Action item =
Lines in the data below that contain the word "ground" are to be copied.

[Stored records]
============================================================

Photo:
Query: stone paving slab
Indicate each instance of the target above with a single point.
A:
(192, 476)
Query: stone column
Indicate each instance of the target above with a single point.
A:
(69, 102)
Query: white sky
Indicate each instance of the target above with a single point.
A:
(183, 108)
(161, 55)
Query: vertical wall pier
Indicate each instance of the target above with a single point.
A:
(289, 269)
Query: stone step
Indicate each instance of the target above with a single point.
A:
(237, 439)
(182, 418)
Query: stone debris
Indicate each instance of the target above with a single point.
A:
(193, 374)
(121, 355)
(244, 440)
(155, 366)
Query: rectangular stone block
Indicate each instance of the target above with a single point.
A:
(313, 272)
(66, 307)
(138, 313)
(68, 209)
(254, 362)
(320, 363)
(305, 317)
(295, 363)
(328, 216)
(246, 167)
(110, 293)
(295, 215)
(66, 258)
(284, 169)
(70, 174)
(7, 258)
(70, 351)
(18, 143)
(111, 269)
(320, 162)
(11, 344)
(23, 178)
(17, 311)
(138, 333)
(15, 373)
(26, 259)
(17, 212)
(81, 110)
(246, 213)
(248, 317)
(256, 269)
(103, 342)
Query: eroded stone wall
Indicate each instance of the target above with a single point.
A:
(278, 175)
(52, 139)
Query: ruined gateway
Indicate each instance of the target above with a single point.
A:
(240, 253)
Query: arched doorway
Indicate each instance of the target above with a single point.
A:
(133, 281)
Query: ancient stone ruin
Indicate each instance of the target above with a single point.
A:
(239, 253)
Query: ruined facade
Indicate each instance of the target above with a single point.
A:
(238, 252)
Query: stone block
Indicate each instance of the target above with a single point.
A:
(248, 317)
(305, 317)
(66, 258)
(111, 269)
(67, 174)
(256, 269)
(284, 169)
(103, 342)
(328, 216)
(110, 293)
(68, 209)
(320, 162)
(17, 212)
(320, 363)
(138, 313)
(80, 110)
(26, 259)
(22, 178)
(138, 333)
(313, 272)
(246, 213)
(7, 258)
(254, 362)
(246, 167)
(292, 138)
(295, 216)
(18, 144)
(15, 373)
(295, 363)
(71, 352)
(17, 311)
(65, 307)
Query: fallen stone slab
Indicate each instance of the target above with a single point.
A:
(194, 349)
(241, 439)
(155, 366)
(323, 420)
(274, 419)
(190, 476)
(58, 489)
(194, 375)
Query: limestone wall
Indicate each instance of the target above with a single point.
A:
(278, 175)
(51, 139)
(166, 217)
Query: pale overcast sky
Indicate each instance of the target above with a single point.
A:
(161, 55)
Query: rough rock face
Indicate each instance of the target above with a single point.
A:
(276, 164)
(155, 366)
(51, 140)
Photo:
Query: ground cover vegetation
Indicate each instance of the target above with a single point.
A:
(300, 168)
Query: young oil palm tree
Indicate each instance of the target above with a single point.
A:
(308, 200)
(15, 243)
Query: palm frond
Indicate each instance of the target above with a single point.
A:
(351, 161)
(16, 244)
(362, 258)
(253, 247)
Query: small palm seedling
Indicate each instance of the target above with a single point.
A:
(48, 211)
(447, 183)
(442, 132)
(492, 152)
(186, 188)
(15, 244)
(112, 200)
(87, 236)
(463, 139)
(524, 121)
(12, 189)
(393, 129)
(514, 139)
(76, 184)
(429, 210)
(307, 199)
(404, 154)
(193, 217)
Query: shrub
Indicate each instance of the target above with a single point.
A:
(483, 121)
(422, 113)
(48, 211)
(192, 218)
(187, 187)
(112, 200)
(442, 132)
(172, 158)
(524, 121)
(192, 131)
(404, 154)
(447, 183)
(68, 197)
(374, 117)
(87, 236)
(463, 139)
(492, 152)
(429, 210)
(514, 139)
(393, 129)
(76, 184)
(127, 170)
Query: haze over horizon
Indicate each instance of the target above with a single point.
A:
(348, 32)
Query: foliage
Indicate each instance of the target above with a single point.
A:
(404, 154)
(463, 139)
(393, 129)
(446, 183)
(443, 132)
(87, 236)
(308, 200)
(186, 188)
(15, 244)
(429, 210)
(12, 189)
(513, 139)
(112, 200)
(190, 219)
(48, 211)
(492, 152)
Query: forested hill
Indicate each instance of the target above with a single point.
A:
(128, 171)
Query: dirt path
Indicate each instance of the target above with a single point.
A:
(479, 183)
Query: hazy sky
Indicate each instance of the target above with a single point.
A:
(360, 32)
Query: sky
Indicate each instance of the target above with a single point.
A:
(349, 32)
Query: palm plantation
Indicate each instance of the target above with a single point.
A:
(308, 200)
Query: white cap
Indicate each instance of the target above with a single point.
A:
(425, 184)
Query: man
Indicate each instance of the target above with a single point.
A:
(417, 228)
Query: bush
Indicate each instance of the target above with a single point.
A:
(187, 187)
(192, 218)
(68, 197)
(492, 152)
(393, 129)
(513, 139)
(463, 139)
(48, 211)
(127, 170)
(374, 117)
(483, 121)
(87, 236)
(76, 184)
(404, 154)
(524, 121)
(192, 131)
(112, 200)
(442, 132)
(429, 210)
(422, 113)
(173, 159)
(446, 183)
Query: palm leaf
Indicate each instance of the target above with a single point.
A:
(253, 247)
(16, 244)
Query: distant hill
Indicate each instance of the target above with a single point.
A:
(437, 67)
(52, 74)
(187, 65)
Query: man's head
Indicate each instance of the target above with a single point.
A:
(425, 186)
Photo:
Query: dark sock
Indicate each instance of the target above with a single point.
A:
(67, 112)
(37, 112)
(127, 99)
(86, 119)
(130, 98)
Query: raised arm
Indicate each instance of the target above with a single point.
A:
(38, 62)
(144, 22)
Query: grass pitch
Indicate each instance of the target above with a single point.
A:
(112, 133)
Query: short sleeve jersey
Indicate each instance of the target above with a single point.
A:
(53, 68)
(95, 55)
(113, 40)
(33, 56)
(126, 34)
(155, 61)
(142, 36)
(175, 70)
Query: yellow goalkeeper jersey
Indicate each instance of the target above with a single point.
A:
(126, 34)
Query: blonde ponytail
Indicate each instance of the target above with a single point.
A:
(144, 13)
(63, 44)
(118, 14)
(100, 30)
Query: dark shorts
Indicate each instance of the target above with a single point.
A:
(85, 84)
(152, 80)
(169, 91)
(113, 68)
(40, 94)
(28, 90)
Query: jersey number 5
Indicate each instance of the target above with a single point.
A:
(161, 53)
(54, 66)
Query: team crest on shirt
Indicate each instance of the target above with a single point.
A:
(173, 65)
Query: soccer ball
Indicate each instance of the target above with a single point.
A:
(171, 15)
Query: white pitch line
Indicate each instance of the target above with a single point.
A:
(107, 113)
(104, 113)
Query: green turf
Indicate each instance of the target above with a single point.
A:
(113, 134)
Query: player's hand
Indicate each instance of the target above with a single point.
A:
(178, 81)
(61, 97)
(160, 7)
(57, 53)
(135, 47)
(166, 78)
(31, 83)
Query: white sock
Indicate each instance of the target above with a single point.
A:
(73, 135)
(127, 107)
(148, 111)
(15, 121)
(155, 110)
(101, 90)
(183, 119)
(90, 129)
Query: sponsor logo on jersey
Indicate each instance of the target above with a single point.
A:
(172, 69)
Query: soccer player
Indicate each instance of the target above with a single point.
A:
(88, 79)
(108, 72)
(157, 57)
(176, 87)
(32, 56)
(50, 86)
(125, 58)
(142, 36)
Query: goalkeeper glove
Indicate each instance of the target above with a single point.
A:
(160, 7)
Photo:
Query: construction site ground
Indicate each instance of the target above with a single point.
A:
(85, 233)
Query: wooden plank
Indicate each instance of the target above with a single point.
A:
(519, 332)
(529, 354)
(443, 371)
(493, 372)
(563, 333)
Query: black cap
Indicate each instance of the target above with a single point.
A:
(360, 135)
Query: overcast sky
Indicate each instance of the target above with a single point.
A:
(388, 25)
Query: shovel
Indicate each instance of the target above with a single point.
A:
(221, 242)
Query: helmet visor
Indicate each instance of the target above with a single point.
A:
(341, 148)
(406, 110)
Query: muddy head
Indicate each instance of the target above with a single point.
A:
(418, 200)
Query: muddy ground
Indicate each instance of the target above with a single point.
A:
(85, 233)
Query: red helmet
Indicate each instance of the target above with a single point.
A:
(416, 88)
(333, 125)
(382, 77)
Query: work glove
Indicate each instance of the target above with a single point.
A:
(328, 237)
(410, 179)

============================================================

Written solution =
Query: ground cover vegetation
Query: construction site ground
Query: muddy ground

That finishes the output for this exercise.